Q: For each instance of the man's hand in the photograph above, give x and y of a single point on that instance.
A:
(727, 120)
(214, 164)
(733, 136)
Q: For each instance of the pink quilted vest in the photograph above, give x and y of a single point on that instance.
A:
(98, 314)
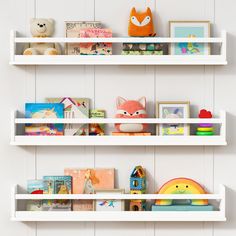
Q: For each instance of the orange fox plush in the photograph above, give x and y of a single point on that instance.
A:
(131, 109)
(141, 23)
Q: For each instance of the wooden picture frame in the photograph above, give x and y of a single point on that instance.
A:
(193, 29)
(173, 129)
(109, 205)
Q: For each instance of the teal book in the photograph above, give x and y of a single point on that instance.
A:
(182, 208)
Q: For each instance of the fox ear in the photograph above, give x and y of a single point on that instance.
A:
(133, 11)
(142, 100)
(120, 101)
(148, 11)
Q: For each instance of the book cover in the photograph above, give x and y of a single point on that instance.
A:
(57, 185)
(73, 31)
(87, 181)
(34, 187)
(96, 48)
(130, 134)
(74, 108)
(97, 129)
(43, 111)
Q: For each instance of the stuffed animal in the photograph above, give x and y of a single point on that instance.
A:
(131, 109)
(42, 28)
(141, 23)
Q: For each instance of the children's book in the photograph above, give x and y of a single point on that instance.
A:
(97, 129)
(57, 185)
(87, 181)
(96, 48)
(42, 111)
(34, 187)
(74, 108)
(130, 134)
(73, 31)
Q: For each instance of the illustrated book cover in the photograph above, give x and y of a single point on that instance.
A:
(57, 185)
(87, 181)
(44, 111)
(74, 108)
(96, 48)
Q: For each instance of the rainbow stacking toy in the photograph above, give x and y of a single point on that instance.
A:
(205, 129)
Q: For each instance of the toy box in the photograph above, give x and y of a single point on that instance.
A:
(57, 185)
(88, 180)
(74, 108)
(40, 111)
(73, 31)
(97, 129)
(96, 48)
(34, 187)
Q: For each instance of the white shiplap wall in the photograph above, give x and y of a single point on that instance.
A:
(210, 87)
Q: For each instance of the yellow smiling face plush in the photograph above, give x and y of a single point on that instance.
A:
(141, 23)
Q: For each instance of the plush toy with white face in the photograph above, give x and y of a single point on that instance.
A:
(41, 28)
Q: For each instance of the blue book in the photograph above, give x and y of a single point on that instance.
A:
(44, 111)
(182, 208)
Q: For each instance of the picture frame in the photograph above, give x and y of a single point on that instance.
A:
(188, 29)
(109, 205)
(173, 109)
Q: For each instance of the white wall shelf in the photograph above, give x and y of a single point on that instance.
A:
(220, 59)
(154, 140)
(218, 215)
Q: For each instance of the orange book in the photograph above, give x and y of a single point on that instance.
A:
(130, 134)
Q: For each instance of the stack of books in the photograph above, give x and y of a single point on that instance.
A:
(144, 49)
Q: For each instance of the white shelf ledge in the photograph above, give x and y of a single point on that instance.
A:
(119, 59)
(218, 215)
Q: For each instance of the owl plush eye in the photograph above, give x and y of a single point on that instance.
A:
(135, 21)
(146, 20)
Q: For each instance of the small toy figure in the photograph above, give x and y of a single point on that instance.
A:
(205, 129)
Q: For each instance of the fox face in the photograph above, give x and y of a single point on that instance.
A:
(140, 23)
(131, 109)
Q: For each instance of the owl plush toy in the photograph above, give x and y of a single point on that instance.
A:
(141, 23)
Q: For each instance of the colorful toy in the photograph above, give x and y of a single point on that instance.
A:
(138, 206)
(205, 129)
(131, 109)
(141, 23)
(42, 28)
(138, 186)
(181, 186)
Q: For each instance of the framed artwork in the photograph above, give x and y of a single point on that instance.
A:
(189, 29)
(109, 205)
(173, 110)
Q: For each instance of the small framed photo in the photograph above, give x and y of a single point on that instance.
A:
(189, 29)
(173, 110)
(109, 205)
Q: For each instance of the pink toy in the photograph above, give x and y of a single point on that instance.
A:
(131, 109)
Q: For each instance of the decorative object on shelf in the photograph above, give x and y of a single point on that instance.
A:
(95, 48)
(189, 29)
(87, 181)
(74, 108)
(138, 186)
(44, 111)
(181, 186)
(205, 129)
(130, 134)
(57, 185)
(173, 110)
(73, 31)
(109, 205)
(131, 109)
(42, 28)
(141, 23)
(34, 187)
(97, 129)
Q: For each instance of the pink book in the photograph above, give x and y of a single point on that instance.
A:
(88, 180)
(95, 48)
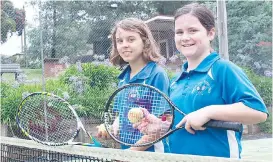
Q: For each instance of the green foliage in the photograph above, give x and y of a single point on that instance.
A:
(97, 83)
(12, 95)
(7, 19)
(101, 76)
(249, 25)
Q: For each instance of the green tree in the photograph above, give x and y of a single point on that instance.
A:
(12, 19)
(8, 23)
(250, 34)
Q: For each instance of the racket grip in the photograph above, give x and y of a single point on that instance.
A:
(235, 126)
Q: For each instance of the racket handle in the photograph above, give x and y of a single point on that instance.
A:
(235, 126)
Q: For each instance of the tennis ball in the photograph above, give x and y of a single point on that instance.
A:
(135, 115)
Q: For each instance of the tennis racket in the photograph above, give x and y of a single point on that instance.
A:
(126, 103)
(50, 120)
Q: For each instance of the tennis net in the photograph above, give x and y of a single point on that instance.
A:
(20, 150)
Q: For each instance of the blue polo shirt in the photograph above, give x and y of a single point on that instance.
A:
(214, 82)
(154, 75)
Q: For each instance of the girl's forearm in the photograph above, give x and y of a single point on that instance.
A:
(236, 112)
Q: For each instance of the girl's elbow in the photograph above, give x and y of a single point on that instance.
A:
(262, 117)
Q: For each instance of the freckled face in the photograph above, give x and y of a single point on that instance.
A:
(129, 45)
(191, 37)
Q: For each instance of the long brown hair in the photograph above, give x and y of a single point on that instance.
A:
(203, 14)
(150, 51)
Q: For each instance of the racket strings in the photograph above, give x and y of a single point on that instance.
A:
(138, 97)
(48, 119)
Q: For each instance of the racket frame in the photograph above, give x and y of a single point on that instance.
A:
(210, 124)
(69, 142)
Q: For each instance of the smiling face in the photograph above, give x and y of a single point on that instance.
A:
(191, 38)
(129, 45)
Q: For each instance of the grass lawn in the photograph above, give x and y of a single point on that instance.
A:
(30, 74)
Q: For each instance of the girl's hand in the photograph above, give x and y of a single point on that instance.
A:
(152, 125)
(195, 120)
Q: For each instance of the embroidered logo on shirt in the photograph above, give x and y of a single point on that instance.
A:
(202, 87)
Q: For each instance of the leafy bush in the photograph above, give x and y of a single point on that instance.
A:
(12, 95)
(101, 76)
(90, 85)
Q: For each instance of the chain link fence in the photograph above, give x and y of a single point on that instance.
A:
(66, 46)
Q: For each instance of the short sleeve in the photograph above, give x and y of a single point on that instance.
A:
(236, 87)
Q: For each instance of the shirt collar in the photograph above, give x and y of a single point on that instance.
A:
(143, 74)
(204, 66)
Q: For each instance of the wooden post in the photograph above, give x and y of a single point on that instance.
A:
(222, 29)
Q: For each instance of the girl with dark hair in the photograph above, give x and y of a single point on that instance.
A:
(208, 88)
(133, 45)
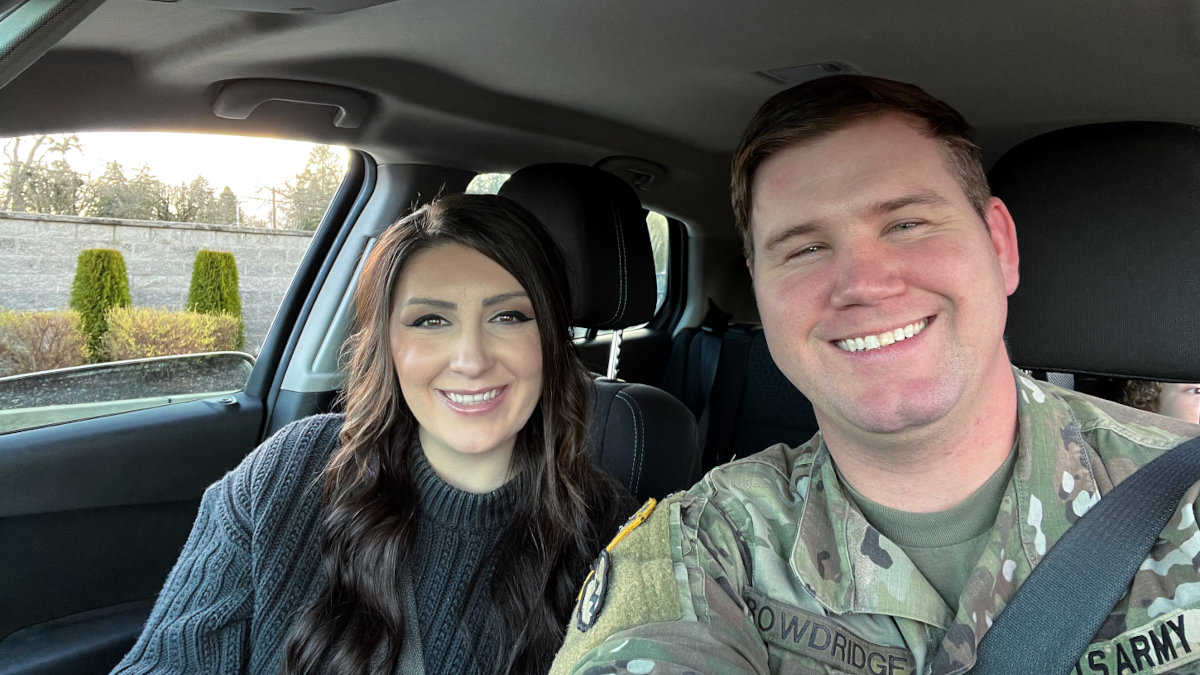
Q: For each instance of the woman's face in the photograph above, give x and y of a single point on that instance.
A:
(1181, 401)
(468, 358)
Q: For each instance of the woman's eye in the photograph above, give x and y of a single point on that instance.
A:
(513, 316)
(430, 321)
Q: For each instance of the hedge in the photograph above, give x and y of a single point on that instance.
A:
(139, 333)
(214, 288)
(100, 284)
(34, 341)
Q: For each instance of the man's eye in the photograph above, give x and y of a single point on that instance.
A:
(804, 251)
(511, 316)
(430, 321)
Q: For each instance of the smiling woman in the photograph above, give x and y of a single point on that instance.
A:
(382, 531)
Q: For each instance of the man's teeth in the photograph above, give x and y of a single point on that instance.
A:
(868, 342)
(469, 399)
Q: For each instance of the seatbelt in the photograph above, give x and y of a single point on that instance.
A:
(719, 419)
(1059, 609)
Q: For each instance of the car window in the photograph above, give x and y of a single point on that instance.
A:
(124, 257)
(657, 223)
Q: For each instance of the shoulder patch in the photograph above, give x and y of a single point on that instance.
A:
(595, 586)
(593, 593)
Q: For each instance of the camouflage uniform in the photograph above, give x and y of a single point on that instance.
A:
(766, 566)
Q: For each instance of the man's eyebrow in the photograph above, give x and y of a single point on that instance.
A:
(503, 297)
(923, 198)
(798, 230)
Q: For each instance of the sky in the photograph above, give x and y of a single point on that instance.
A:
(245, 165)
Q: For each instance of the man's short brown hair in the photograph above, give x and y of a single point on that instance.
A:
(823, 106)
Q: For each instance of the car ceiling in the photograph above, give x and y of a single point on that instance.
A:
(497, 85)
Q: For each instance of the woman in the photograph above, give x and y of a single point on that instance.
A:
(445, 523)
(1171, 399)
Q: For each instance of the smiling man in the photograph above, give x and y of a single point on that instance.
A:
(889, 542)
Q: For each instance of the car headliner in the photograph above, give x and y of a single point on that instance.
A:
(497, 85)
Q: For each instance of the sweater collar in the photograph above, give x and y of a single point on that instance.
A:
(450, 506)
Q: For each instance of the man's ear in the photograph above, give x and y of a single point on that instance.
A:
(1002, 232)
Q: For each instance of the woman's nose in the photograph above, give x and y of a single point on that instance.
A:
(472, 356)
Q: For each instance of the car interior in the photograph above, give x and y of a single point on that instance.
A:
(1086, 115)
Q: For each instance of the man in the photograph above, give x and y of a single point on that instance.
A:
(941, 476)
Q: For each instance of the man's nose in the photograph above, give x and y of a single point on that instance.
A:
(865, 273)
(472, 356)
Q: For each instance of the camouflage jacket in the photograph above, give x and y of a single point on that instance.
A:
(767, 566)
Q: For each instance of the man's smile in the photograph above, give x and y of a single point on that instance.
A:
(880, 340)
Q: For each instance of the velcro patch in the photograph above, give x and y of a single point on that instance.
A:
(1159, 646)
(822, 639)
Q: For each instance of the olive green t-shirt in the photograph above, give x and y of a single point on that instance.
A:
(945, 545)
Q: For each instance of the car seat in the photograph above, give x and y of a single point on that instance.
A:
(1108, 222)
(640, 434)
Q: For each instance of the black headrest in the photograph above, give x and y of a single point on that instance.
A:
(598, 220)
(1108, 222)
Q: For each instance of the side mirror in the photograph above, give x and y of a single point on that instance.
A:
(52, 396)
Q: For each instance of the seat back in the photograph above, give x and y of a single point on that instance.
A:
(641, 435)
(1108, 219)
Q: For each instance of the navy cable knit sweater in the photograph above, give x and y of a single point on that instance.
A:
(252, 565)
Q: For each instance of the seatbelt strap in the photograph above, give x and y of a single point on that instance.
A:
(1059, 609)
(719, 419)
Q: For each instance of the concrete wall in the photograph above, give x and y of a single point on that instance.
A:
(39, 252)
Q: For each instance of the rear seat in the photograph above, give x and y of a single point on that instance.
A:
(641, 435)
(743, 402)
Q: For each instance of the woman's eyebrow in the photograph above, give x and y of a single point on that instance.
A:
(431, 302)
(503, 297)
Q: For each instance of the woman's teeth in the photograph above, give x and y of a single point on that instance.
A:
(468, 399)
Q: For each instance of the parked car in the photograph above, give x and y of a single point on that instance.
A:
(426, 95)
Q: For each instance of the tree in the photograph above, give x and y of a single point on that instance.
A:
(306, 197)
(100, 284)
(112, 195)
(37, 175)
(227, 210)
(214, 288)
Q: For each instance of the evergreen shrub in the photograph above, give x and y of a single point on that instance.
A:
(214, 288)
(100, 284)
(136, 333)
(35, 341)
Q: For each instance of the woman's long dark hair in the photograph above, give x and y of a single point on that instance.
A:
(370, 506)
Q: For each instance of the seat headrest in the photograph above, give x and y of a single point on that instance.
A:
(599, 222)
(1108, 222)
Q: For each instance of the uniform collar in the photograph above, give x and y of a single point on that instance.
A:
(852, 568)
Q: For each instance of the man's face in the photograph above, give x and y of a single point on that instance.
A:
(863, 237)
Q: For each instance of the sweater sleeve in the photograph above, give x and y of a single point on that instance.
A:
(202, 620)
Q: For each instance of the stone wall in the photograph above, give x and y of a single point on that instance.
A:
(37, 261)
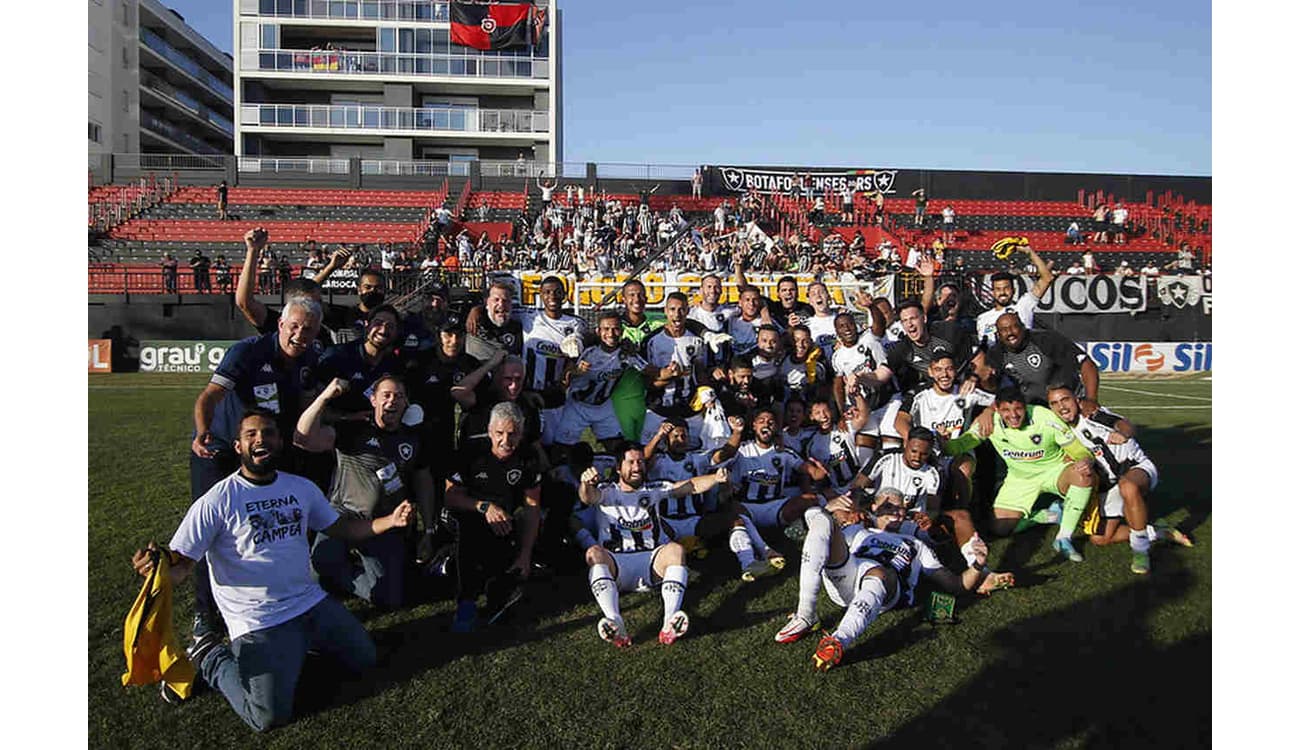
+++
**DIRECTIONS FOR THIS TASK**
Copy every line of the listing where the word "with" appears.

**SOLUTION BELOW**
Q: For each instance of the plush toy with white face in the photograph above, give x and y of a single point on that instance.
Q: For each instance of the girl with dark hair in the photograph above, give x and y of a single point on that instance.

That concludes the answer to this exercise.